++++ Data for the task
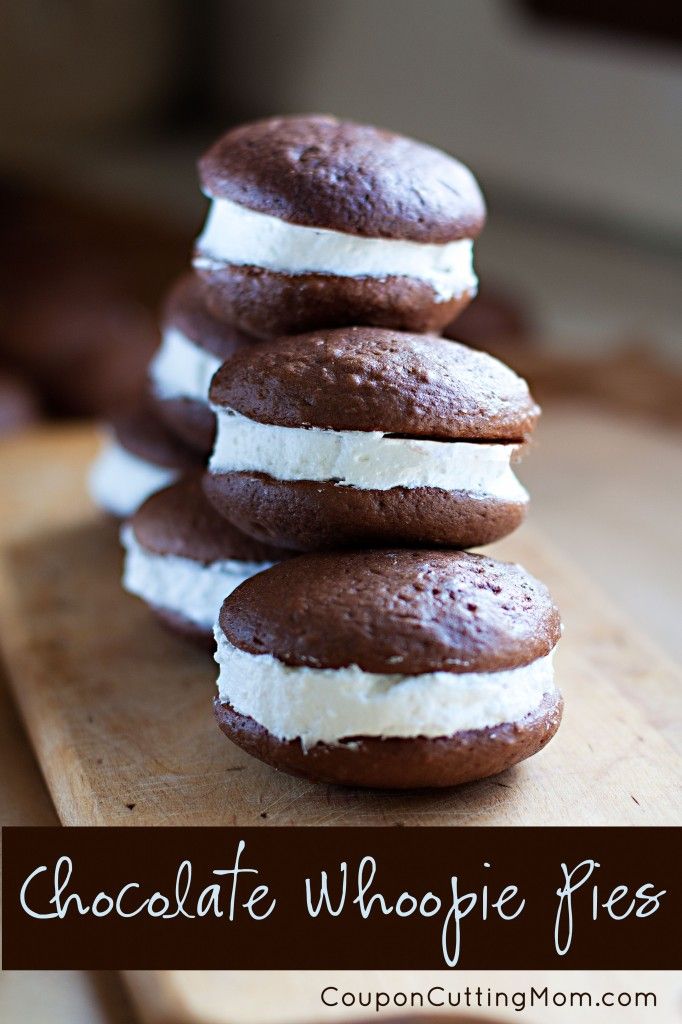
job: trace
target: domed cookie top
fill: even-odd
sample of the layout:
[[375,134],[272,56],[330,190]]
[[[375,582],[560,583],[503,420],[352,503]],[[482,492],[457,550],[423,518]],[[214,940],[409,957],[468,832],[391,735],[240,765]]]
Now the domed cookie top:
++++++++
++++ Data for the task
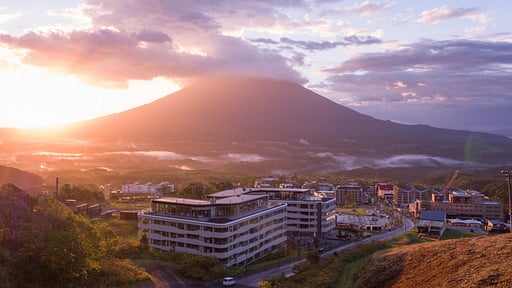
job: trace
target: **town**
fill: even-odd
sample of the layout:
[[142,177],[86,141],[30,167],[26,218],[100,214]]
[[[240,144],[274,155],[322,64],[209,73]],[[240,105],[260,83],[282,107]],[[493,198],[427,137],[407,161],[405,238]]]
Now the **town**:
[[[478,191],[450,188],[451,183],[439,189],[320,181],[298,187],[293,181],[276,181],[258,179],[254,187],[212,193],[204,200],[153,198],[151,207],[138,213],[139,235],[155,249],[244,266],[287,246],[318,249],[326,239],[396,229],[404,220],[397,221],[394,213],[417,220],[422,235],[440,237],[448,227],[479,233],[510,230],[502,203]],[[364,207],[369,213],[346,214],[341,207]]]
++++++++
* _What this task involves_: Gather up, from the records above, each line where the word "cookie" appears.

* _Exercise answer_:
target: domed cookie top
Now the domed cookie top:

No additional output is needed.